In Georgiens Nachbarrepubliken Aserbaidschan und Armenien schaut man mit Nervosität auf die Auswirkungen der russischen Anerkennung Abchasiens und Südossetiens. Im Mittelpunkt steht dabei der Konflikt um die Enklave Nagorny Karabach, in der bis Ende der 80er-Jahre eine große aserbaidschanische Minderheit lebte. Nach einem fünfjährigen Krieg, der im Mai 1994 mit einem Waffenstillstand und der Gründung der "Republik Nagorny Karabach" endete, verlor Aserbaidschan rund 20 Prozent seines Territoriums. Die Enklave wird heute fast nur noch von Armeniern bewohnt. Immer wieder werden in Aserbaidschan Stimmen laut, die die militärische Rückeroberung von Nagorny Karabach fordern. Fast täglich kommt es an den Waffenstillstandslinien zu Schusswechseln.

"Jedes Kind begreift," so der Politologe Wafa Guluzade und langjährige Berater dreier aserbaidschanischer Präsidenten zur Internet-Agentur 1news.az, "dass Moskau mit der Anerkennung von Abchasien und Südossetien denkbar günstige Voraussetzungen für zentrifugale Bestrebungen in Russland schafft". In der Folge würden die Ukraine, Georgien und Aserbaidschan Nato-Mitglieder werden. "Separatistische Bestrebungen in Russland werden zunehmen, die Nato wird an den Grenzen zu Russland ihre Position weiter festigen", so Guluzade.

Der oppositionelle Politologen Zarduschd Alizade rechnet "mit den schlimmsten Szenarien". Medwedjew habe "den größten Fehler seines Lebens gemacht. Der Westen wird dies nicht so einfach hinnehmen. Wir stehen vor einer wirklichen Konfrontation, und ich denke nicht, dass Russland aus dieser als Sieger hervorgehen wird." Die Sozialistische Partei Aserbaidschans hingegen unterstützt die russische Anerkennung Abchasiens und Südossetiens.

In Armenien ist man vorsichtig. Der Politologe Ruben Akopjan, der die russische Anerkennung Abchasiens und Südossetiens begrüßt, warnt vor einer vorschnellen Anerkennung Abchasiens und Südossetiens, aber auch von Nagorny Karabach, durch Armenien. Die Zeit dafür sei noch nicht reif.

Der Abgeordnete Stepan Safarjan will die Frage der Unabhängigkeit von Nagorny Karabach vorerst nicht auf die Tagesordnung des armenischen Parlamentes setzen. Die Sicherheit in der Region habe Vorrang, sagt Safarjan. Man wisse ja nicht, ob sich Moskau im Falle eines bewaffneten Konflikts auf die armenische Seite stellen werde.

Armen Aschotjan, Abgeordneter der Regierungspartei, fürchtet laut Novosti Armenii eine "neue Konfrontation in der Region". Auch er rät zu einer sehr vorsichtigen Politik. Der weitere Transit armenischer Güter durch Georgien sei gefährdet, wenn Armenien Abchasien und Südossetien anerkennen würde.

--- VORLIEGENDE AUFLISTUNG ---

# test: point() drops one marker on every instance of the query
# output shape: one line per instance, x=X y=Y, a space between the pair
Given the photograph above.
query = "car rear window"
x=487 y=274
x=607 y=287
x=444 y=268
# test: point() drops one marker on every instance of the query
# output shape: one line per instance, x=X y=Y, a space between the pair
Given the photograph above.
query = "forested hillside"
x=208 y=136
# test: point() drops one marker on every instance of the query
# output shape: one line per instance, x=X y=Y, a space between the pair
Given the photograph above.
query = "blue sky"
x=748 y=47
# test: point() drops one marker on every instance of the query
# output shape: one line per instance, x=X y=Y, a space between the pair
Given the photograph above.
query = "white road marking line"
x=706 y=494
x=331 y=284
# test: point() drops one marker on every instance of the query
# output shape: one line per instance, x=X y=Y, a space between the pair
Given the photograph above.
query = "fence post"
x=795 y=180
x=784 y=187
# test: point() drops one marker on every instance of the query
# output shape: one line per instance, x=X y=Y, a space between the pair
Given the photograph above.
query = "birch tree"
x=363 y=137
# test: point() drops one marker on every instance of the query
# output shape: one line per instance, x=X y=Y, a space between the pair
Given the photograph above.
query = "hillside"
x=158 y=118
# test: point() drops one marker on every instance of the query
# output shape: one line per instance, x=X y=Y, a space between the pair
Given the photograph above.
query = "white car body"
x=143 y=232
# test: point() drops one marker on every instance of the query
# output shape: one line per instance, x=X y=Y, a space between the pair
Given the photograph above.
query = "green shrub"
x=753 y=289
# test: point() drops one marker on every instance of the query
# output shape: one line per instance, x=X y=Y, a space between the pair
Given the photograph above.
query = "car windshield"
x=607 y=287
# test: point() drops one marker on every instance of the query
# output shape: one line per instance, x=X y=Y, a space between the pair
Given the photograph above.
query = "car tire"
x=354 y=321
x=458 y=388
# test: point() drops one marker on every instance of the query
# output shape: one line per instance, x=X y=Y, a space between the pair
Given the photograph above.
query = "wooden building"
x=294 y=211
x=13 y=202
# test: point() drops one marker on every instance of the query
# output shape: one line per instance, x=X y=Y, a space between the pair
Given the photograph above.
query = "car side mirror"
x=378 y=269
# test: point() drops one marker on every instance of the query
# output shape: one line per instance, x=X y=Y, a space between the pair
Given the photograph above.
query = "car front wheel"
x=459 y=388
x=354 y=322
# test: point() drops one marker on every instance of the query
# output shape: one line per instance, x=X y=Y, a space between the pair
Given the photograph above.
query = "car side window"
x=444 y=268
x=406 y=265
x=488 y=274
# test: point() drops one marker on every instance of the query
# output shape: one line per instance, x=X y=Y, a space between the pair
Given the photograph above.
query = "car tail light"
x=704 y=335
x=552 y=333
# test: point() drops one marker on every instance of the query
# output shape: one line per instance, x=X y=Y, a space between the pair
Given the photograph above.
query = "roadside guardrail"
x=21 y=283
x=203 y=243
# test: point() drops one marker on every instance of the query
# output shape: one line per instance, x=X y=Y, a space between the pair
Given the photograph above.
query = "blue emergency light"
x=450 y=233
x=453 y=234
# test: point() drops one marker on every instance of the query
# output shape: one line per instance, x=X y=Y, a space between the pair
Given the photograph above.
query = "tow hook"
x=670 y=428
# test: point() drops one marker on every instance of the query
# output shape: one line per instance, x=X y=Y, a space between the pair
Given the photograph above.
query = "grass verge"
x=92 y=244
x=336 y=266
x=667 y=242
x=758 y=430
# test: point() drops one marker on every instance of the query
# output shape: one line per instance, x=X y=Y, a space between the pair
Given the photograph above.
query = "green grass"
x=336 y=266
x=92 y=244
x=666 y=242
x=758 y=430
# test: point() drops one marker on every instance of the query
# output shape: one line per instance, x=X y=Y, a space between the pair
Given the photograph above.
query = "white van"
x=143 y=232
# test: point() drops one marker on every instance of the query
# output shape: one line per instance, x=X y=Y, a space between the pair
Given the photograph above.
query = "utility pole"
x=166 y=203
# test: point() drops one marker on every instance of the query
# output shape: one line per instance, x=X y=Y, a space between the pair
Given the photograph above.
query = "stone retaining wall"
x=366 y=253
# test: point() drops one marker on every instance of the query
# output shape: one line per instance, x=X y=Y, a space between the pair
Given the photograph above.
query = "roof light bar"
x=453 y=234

--- AUFGABE ---
Wie viel Prozent seines Gebiets hat Aserbaidschan laut dem Textauszug nach dem Krieg um Nagorny Karabach verloren? Maßgeblich ist allein der Textauszug.

--- LÖSUNG ---
Rund 20 Prozent.